» WORK TO BE COMPLETED: State how many lines of the records below contain the word "instance", giving only the number.

» THE RECORDS:
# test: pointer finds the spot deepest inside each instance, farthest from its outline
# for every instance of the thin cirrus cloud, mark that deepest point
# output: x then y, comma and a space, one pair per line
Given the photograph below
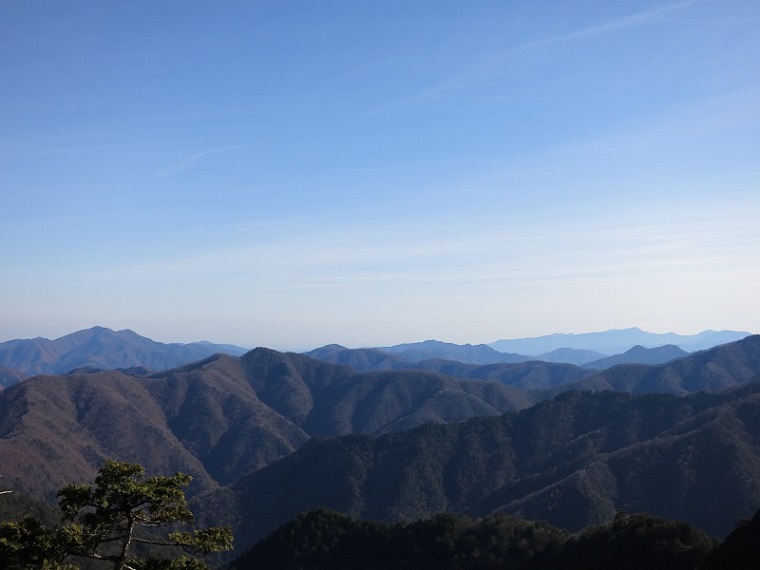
492, 74
191, 160
645, 18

» RESPONSE TO THIS EXERCISE: 2